:: SELECTION ::

Re: Config for new clients (and server)

Posted by Joel Koshy <jj...@gmail.com>.

Overall, +1 on sticking with key-values for configs.


> Con: The IDE gives nice auto-completion for pojos.
> 
> Con: There are some advantages to javadoc as a documentation mechanism for
> java people.

Optionally, both the above cons can be addressed (to some degree) by
wrapper config POJOs that read in the config. i.e., the client will
provide a KV config, but then we (internally) would load that into a
specific config POJO that will be helpful for auto-completion and
javadocs and convenience for our internal implementation (as opposed
to using getLong/getString, etc. which could cause runtime exceptions
if done incorrectly). The javadoc in the pojo would need a @value link
to the original config key string if it is to show up in the generated
javadoc.


> show you the value of the constant, just the variable name (unless you
> discover how to unhide it). That is fine for the clients, but for the

Figuring out a way to un-hide it would be preferable to having to keep
the website as the single source of documentation (even if it is
generated from the javadoc) and make the javadoc link to it. I tried,
but was unsuccessful so unless someone knows how to do that the above
approach is the next-best alternative.

:::

GIVEN REQUEST:
Can you resume the forum reply about key-value configs for the new clients, continuing right after its last sentence?

:: DATA SECTION ::

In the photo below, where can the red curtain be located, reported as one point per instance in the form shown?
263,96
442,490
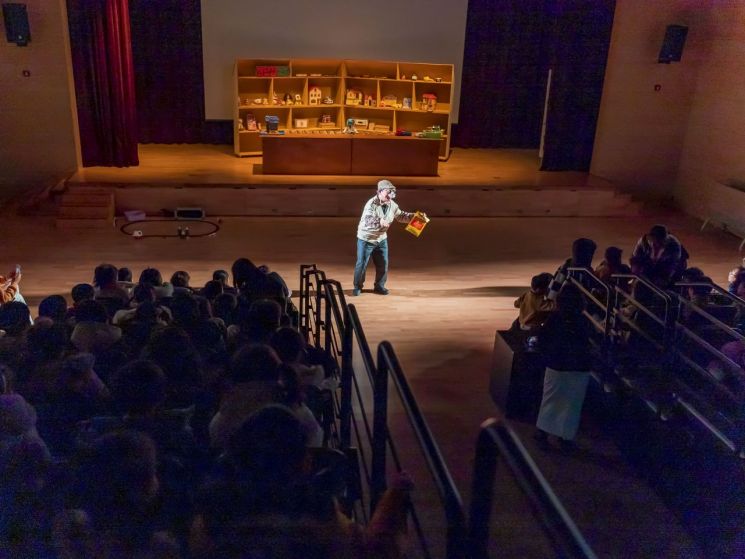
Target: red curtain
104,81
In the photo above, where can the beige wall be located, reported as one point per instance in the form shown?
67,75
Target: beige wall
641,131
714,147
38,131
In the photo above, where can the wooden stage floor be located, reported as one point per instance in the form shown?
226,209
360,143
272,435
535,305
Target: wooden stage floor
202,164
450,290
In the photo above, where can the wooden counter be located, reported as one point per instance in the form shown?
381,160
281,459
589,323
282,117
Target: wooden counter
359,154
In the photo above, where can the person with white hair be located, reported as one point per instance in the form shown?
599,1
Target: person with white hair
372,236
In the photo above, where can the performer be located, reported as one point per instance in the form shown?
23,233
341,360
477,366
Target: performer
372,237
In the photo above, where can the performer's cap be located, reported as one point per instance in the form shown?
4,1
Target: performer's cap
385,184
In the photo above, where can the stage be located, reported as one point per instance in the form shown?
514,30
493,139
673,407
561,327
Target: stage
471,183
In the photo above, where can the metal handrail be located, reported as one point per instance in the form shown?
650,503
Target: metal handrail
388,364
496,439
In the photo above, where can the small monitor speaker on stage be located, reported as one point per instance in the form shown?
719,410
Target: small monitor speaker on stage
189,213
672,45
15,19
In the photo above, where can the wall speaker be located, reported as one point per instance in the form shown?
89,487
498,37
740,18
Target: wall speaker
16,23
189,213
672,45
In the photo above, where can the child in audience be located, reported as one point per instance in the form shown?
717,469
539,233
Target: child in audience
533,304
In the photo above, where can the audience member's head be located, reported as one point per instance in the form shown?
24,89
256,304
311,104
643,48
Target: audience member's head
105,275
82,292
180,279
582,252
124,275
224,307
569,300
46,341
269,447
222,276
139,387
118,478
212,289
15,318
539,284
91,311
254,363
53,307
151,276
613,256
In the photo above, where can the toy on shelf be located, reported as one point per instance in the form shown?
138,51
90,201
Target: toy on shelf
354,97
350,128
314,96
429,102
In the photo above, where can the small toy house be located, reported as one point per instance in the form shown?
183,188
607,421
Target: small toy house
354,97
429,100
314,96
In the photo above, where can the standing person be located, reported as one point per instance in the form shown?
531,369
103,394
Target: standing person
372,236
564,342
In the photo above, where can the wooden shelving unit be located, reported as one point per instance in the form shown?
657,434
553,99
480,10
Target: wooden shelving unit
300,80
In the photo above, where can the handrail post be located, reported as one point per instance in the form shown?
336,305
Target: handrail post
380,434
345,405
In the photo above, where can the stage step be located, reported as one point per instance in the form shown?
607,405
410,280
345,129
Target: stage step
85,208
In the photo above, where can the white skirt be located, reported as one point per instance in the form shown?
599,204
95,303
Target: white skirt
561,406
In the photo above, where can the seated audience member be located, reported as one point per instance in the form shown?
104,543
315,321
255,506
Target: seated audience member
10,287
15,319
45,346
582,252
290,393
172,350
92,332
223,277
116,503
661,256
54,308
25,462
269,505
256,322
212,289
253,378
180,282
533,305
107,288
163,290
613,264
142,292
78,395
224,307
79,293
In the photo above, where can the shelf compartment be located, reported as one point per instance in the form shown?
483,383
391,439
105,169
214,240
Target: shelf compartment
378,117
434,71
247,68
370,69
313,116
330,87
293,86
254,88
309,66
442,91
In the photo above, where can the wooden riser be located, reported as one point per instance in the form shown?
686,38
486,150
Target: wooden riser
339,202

:::

EXERCISE ANSWER:
> server would be very weird especially for non-java people. We could attempt
> to duplicate documentation between the javadoc and the ConfigDef but given
> our struggle to get well-documented config in a single place this seems
> unwise.
> 
> So I recommend we have a single source for documentation of these and that
> that source be the website documentation on configuration that covers
> clients and server and that that be generated off the config defs. The
> javadoc on KafkaProducer will link to this table so it should be quite
> convenient to discover.